**Directions for this task:**
Write out everything from the start of the records down to the line that contains "[0,0,400,133]", both ends included, with the requests unchanged and each bounding-box coordinate in the answers increased by 150. Leave the pictures out.

**Records for this exercise:**
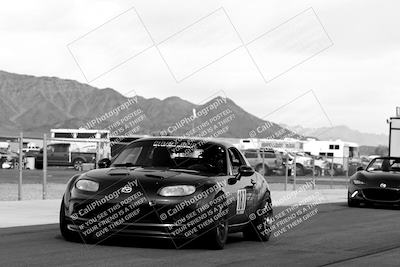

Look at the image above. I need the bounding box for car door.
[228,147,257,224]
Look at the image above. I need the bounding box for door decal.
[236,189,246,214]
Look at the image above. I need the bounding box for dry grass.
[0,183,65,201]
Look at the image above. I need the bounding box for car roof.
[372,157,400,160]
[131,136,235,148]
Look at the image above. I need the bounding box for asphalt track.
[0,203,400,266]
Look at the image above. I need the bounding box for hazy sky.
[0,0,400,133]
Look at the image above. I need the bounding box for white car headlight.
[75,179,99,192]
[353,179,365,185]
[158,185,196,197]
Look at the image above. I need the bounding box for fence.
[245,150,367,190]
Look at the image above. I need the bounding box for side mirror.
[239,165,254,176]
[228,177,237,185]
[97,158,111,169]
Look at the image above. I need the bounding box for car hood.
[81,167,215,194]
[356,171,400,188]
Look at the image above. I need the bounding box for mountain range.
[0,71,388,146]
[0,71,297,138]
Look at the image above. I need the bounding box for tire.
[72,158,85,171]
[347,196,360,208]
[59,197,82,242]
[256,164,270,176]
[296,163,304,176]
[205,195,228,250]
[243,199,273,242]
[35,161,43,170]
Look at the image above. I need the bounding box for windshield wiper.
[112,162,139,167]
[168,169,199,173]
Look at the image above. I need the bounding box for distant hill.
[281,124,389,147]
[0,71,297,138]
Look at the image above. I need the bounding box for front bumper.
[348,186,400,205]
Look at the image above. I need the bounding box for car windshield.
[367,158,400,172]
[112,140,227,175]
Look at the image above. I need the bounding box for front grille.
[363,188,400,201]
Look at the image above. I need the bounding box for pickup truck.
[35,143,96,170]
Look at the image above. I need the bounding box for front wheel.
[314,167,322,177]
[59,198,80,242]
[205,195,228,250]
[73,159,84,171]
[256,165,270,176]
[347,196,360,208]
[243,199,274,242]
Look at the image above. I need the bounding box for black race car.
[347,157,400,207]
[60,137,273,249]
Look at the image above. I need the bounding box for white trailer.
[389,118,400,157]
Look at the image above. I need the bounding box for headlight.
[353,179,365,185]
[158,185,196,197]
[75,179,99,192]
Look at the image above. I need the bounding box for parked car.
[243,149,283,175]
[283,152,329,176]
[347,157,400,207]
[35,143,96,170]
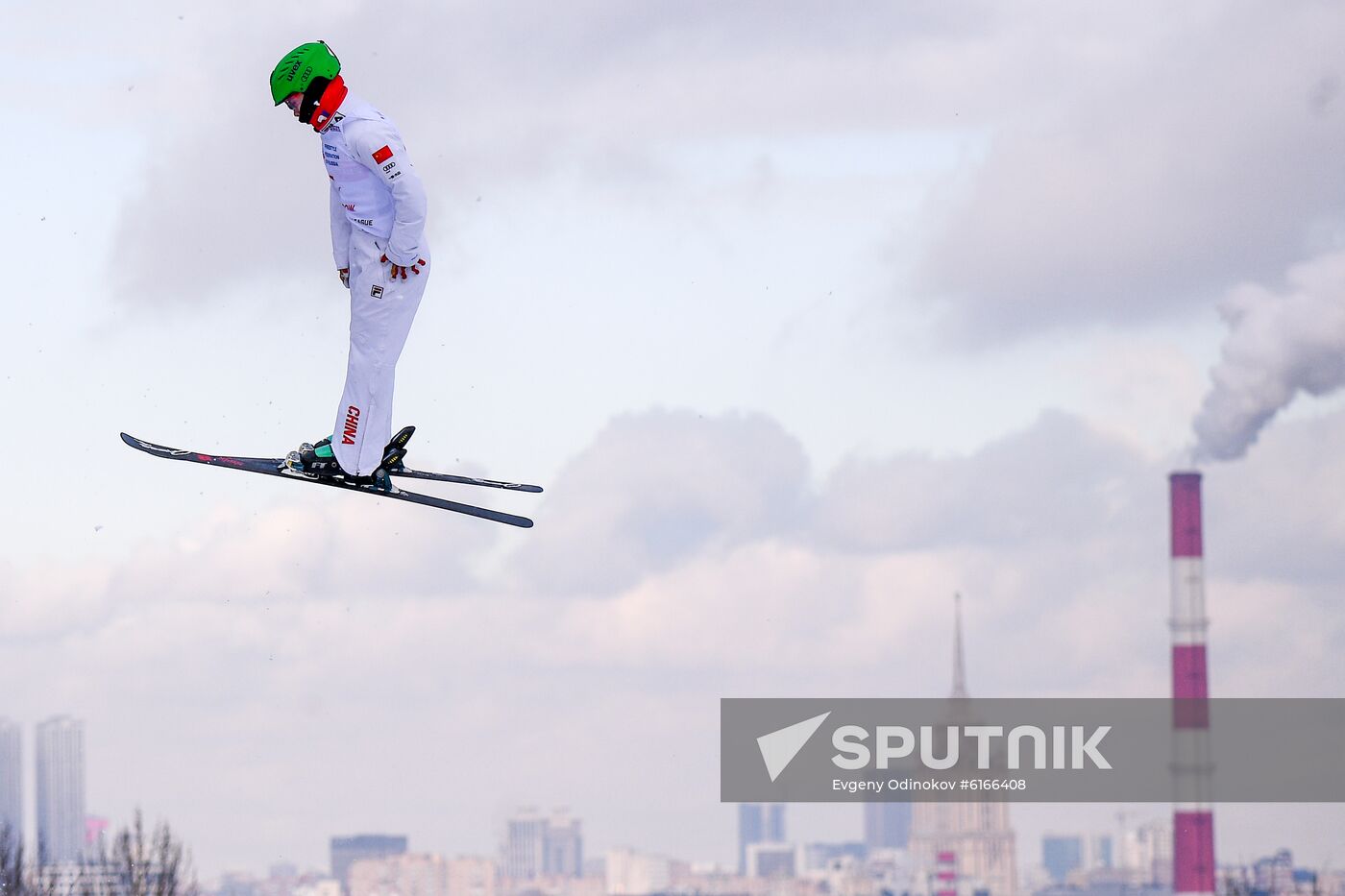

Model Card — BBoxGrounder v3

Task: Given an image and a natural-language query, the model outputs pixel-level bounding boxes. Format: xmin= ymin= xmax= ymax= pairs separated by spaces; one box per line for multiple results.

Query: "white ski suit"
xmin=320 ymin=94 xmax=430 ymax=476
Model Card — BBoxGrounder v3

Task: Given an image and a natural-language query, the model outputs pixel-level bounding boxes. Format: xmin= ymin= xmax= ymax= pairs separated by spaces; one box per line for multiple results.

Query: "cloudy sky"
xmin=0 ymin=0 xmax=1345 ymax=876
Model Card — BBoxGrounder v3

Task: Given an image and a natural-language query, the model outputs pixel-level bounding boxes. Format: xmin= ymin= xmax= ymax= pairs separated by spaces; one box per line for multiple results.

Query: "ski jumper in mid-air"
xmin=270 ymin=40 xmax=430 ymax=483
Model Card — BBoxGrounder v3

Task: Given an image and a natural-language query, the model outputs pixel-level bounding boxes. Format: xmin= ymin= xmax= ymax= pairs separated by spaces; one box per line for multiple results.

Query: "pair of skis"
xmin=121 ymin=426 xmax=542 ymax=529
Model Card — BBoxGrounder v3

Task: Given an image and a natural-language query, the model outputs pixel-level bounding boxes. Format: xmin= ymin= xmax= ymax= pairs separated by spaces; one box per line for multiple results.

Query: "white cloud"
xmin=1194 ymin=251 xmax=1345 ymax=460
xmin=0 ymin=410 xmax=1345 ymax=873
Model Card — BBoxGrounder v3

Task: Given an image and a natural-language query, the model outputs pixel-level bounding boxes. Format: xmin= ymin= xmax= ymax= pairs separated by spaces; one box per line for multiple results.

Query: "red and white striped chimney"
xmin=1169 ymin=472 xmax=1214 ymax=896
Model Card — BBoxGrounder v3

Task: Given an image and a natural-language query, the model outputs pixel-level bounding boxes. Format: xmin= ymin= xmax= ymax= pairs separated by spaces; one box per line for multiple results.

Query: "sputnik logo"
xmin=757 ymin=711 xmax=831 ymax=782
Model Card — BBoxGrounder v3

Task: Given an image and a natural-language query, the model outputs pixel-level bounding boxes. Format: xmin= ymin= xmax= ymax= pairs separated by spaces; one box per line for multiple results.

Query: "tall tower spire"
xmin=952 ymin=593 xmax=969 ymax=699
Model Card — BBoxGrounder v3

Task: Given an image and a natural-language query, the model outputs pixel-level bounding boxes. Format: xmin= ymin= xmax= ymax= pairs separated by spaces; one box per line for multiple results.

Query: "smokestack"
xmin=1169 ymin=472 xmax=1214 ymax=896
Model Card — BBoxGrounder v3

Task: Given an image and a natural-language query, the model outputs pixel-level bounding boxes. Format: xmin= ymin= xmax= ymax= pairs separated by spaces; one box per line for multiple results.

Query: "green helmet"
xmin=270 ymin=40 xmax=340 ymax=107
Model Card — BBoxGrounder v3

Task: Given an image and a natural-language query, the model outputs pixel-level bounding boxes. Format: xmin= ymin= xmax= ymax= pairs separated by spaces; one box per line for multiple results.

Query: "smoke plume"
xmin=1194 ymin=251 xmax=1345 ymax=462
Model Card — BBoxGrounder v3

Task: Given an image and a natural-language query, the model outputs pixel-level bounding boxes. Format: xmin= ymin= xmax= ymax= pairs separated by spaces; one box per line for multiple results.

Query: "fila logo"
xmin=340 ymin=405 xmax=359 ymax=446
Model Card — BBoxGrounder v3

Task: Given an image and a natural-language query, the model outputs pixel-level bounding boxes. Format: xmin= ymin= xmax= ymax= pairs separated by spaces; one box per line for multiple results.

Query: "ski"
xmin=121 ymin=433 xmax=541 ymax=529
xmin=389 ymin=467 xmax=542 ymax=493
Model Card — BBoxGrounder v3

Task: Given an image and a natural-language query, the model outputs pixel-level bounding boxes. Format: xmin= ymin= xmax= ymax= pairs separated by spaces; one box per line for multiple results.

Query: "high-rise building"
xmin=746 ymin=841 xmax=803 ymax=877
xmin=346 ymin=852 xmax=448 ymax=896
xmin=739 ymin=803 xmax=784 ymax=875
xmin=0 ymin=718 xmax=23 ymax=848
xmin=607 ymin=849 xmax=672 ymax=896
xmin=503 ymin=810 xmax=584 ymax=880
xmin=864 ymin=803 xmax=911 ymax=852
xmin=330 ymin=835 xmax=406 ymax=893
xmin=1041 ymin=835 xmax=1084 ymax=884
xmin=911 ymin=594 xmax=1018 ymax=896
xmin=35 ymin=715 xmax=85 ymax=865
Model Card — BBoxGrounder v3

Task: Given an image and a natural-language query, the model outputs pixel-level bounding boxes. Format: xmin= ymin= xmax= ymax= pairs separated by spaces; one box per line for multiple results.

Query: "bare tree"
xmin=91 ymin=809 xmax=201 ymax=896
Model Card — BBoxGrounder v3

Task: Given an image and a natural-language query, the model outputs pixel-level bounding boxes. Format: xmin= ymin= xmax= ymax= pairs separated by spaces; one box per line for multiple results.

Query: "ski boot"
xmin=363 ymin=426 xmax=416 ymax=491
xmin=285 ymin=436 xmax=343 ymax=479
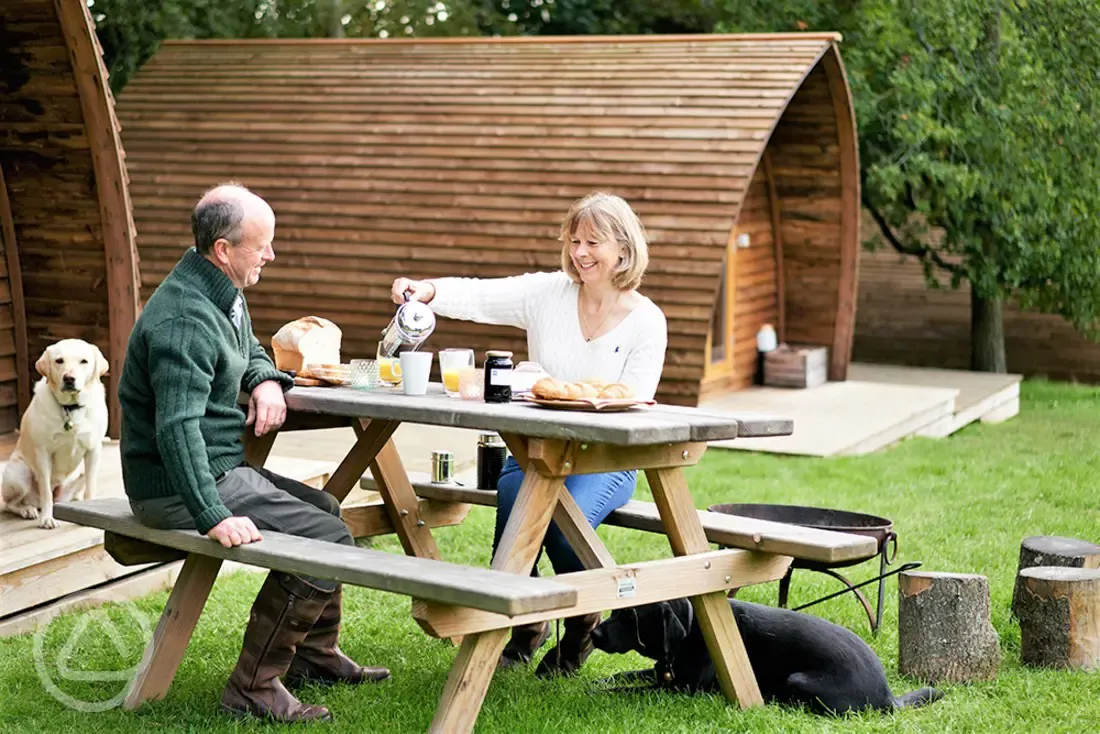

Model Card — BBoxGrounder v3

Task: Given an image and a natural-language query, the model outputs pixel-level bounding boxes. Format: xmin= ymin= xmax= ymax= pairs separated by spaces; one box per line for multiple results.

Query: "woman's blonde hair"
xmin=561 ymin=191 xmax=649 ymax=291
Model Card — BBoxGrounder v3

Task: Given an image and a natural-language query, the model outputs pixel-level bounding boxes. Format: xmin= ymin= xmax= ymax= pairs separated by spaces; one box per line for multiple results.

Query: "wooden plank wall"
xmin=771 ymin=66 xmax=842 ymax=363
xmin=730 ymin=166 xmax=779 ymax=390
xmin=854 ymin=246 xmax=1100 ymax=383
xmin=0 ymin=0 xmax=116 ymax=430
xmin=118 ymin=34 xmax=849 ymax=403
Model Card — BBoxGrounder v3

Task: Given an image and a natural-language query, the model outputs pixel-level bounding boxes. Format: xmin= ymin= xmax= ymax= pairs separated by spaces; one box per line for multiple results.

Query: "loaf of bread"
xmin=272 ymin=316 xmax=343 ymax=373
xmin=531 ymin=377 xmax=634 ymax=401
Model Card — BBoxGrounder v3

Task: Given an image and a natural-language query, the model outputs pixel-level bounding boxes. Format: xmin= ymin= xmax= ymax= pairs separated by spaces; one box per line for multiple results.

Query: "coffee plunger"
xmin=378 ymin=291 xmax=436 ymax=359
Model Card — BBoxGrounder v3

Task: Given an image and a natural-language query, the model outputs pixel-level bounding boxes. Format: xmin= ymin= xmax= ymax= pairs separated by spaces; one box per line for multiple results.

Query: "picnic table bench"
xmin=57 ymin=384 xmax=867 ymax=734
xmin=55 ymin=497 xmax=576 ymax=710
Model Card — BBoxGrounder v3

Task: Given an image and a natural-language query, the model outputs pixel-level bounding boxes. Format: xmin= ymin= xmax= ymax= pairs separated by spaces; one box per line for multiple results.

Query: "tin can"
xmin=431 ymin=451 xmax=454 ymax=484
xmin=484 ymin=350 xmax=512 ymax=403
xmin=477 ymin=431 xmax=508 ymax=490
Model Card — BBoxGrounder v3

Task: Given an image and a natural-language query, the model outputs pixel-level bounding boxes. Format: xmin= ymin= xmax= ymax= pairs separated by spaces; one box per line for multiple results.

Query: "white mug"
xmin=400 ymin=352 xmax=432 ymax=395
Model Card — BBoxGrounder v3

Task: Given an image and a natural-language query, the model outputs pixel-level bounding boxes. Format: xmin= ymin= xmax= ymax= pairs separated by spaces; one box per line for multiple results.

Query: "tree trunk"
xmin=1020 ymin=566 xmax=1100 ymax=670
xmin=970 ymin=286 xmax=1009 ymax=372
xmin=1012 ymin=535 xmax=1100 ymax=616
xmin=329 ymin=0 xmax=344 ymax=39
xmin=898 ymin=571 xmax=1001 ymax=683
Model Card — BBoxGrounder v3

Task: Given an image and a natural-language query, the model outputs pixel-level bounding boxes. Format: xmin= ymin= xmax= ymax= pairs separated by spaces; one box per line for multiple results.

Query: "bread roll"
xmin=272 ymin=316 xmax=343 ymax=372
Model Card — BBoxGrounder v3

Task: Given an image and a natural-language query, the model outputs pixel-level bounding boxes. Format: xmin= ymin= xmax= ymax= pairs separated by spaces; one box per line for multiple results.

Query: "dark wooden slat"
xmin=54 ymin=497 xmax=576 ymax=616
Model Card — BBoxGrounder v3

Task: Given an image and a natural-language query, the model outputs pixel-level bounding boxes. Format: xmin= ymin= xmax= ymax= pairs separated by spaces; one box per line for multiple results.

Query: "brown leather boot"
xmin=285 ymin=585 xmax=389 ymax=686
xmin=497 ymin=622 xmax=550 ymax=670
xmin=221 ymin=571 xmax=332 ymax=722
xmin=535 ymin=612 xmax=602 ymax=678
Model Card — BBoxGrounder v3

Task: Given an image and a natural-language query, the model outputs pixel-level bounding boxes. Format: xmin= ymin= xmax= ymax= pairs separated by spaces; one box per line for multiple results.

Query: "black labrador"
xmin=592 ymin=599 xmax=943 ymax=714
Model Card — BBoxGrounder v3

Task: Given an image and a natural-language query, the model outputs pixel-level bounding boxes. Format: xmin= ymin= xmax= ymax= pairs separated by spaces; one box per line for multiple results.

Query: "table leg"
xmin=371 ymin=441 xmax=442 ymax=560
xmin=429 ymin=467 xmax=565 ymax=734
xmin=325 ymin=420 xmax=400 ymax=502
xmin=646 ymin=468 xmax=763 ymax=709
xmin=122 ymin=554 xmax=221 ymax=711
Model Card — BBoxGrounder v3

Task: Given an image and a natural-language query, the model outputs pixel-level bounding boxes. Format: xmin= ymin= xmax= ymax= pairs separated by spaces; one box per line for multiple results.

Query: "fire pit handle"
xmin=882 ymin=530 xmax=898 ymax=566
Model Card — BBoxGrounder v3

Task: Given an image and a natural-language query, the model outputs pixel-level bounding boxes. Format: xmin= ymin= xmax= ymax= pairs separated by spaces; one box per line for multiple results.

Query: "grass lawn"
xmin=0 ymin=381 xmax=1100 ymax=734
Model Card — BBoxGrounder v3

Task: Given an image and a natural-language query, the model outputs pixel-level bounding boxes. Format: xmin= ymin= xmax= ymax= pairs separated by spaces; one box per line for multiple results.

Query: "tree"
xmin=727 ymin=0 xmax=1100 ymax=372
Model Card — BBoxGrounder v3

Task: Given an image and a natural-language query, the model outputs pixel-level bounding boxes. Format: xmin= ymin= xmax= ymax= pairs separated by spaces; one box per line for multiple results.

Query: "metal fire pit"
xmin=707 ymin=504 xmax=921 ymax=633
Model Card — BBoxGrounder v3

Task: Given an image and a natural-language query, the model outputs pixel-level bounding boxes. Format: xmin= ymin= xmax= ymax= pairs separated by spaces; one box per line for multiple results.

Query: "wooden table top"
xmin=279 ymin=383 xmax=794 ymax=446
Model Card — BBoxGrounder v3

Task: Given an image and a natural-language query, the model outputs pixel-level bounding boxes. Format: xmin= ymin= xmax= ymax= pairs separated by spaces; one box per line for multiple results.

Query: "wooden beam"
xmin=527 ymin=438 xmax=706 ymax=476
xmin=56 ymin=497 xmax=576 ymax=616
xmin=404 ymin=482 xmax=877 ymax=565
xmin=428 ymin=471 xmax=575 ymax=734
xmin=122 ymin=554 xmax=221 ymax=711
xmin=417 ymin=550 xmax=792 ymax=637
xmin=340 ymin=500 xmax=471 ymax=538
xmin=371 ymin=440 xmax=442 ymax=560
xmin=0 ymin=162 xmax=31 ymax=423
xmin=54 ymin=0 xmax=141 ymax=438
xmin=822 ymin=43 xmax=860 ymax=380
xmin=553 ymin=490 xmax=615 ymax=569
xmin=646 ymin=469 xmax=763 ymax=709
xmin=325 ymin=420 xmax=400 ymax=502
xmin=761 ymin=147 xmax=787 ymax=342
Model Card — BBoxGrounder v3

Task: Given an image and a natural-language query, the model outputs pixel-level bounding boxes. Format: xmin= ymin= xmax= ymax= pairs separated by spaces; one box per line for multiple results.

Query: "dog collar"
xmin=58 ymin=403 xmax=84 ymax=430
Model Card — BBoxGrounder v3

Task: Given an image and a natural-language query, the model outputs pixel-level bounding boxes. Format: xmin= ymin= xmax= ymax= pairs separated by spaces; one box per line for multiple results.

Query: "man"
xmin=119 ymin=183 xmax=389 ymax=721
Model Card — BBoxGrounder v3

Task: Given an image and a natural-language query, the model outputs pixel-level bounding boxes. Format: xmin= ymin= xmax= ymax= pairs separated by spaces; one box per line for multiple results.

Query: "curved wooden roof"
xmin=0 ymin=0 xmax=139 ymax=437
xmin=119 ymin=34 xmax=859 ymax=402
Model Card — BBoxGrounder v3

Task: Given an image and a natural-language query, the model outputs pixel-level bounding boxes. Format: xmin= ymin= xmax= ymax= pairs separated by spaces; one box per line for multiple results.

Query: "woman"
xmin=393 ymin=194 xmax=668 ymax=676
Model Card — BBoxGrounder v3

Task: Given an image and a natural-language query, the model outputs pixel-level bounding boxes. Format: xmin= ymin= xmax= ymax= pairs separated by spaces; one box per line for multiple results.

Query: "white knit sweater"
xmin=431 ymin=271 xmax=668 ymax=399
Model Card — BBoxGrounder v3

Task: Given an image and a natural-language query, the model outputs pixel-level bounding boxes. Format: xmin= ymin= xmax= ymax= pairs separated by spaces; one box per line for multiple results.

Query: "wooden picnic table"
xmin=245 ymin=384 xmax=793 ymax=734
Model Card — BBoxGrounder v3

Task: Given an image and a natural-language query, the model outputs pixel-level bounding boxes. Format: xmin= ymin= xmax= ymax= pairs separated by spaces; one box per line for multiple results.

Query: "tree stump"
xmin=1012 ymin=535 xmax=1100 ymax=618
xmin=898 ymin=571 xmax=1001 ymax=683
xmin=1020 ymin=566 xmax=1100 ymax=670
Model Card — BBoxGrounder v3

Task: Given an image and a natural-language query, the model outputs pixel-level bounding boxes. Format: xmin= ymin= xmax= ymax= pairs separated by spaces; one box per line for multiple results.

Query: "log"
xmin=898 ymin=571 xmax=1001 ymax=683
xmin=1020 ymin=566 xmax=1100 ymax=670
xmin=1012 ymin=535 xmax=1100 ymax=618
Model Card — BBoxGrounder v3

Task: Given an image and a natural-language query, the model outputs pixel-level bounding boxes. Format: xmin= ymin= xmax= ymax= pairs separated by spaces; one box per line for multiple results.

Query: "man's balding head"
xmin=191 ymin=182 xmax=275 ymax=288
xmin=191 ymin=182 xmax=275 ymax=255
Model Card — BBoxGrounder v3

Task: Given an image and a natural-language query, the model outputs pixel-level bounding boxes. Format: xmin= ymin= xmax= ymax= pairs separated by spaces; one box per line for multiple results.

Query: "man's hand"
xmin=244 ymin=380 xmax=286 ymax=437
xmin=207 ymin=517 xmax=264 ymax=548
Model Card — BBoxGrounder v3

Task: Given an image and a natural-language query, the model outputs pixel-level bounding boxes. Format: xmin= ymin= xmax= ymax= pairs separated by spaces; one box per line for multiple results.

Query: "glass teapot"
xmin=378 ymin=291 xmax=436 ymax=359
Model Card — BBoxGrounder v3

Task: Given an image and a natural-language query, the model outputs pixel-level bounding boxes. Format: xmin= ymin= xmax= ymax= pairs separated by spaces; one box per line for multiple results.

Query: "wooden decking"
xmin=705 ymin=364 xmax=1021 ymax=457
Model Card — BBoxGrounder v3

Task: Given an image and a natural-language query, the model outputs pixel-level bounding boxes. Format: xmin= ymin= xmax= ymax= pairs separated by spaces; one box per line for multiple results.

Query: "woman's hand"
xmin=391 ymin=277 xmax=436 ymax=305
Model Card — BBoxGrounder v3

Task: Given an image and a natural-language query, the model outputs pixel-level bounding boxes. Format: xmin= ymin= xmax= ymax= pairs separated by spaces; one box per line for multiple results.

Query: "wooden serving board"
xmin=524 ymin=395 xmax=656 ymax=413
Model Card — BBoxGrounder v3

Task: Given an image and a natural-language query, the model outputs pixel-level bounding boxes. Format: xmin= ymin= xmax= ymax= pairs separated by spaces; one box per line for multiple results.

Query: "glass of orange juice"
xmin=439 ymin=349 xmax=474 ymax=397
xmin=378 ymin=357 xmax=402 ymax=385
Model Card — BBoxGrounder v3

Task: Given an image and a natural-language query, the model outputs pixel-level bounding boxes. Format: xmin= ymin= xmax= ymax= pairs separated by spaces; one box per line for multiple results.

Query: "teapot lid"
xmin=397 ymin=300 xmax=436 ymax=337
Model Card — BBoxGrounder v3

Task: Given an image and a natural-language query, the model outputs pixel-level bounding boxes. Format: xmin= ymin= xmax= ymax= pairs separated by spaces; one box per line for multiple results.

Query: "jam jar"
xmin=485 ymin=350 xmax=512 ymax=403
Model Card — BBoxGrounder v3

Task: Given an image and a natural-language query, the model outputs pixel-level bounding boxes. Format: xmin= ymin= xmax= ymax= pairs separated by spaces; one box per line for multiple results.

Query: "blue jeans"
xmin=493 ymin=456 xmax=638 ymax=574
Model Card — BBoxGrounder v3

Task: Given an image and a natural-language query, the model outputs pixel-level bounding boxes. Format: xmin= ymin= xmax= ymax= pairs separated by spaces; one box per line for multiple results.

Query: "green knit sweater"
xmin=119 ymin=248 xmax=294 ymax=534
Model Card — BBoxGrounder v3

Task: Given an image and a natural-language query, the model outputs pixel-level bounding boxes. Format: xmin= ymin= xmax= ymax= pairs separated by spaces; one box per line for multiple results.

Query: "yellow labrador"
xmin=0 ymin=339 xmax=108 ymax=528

**Solution to the problem:**
Look at the image above. I need the bounding box for car door.
[378,297,407,374]
Look at the image above. I need the bounding box for door decal.
[386,339,396,364]
Look at the image above. I need the bounding box for dry grass.
[150,333,215,351]
Look at the image above. I need the bounding box for car roof.
[522,307,550,310]
[281,286,385,298]
Look at the image above. I need the bounding box for asphalt track.
[150,353,550,416]
Look at the image above. I need the bounding box for hazy sky.
[150,150,550,283]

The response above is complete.